» **Raw data**
◆ ◆ ◆ ◆ ◆

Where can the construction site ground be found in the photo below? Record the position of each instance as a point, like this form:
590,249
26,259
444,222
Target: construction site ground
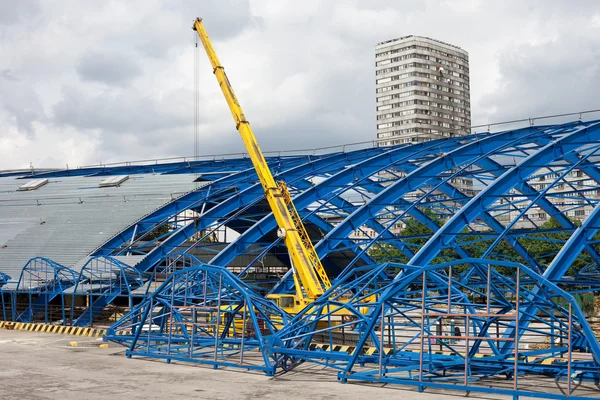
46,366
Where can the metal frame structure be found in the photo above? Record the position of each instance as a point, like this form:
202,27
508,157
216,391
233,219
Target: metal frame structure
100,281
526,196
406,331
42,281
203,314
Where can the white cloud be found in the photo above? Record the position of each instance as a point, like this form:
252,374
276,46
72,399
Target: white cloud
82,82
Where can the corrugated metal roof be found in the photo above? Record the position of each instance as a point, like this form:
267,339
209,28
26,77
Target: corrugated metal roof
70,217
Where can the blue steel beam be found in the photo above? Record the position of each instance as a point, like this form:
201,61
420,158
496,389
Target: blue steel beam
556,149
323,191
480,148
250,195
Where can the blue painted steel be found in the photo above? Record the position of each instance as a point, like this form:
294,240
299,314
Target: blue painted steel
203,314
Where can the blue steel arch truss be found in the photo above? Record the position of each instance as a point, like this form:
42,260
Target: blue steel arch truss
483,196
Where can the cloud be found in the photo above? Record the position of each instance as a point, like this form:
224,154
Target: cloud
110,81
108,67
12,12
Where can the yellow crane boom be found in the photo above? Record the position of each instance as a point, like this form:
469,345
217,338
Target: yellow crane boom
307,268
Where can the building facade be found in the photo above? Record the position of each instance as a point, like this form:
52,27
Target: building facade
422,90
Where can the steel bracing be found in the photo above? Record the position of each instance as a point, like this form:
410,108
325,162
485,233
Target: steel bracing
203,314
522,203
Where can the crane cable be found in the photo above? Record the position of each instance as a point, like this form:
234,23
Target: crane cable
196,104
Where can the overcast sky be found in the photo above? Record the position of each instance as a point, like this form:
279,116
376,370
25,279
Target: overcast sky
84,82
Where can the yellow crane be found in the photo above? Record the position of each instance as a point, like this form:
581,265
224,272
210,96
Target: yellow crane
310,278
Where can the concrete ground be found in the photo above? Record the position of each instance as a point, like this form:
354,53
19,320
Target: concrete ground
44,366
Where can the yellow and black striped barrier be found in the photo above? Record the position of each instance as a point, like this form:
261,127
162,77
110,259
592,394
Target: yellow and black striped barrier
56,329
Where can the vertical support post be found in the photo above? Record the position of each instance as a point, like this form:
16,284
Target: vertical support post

◆ ◆ ◆ ◆ ◆

» **What you will do**
From the data above, write out everything exactly except the pictures.

» **Reply**
Where can the construction site ground be found in the photo below? Record the position of each instance as a point, like this form:
590,249
26,259
444,222
Target: construction site ground
46,366
Where can the metal frame structure be found in the photo above? Record the position of each instance as a point, like this form:
202,27
508,157
216,391
233,219
Target: metal frame structure
100,281
526,196
406,331
42,281
203,314
Where can the white cloud be found in the photo above? Record the position of each instance as a point, like this form:
252,374
276,46
72,399
Target: white cloud
82,82
Where can the corrugated metal roof be found in the photo above? Record the position of each instance as a point, like this form:
267,339
209,28
26,77
Target: corrugated metal roof
70,217
Where can the blue steel beam be found in the photo above? Record the position of each instance as a point, like this form:
201,61
420,158
496,389
Target: blue steel beam
556,149
323,191
480,148
250,195
Where can the blue painted steel be found in the photo above? Record the position of each instance as a point, like this form:
294,240
299,314
Target: blue painted steel
203,314
Where can the blue steel arch truss be found in the photo above? Record the position of each instance as a point, like this form:
42,260
Target: blue steel arch truss
483,196
Where can the cloud be found in the photo above? Record the position of each instance as a point, like this form:
224,154
Target: cloud
110,81
108,67
12,12
Where can the yellow crane boom be found in the photo above? Record the position of each instance as a point, like this form:
469,345
217,338
Target: yellow crane boom
307,268
Where can the building facade be found in the photo above? Record the position of each instance as a point, like this form:
52,27
Target: building facade
422,90
Where can the steel bracing be found in the photo above? Record the position of each instance as a point, like this form:
410,108
325,162
485,233
Target: steel bracing
203,314
522,203
Where can the crane cable be found in the photo above? Record the position of each instance as a point, like this form:
234,23
Target: crane cable
196,104
Where can the overcast sky be found in the photo above? Record the position of each instance as a point, like this form:
279,116
376,370
25,279
Target: overcast sky
84,82
Where can the yellow crane be found in the photo above? Record the position of each instance as a point, like this form:
581,265
224,272
210,96
Target: yellow crane
310,278
Where can the concrete ground be found in the photo above? Record the position of each instance as a point, like this form:
354,53
19,320
Target: concrete ground
44,366
Where can the yellow and black striped barrier be found in the photo above? Record the position of each instance as a point, like this form:
261,127
162,77
110,259
592,394
Target: yellow and black striped barrier
56,329
Where can the vertical support post be found in the photo above? Record the position of each instance as a point, like this form:
16,284
Target: vertical support post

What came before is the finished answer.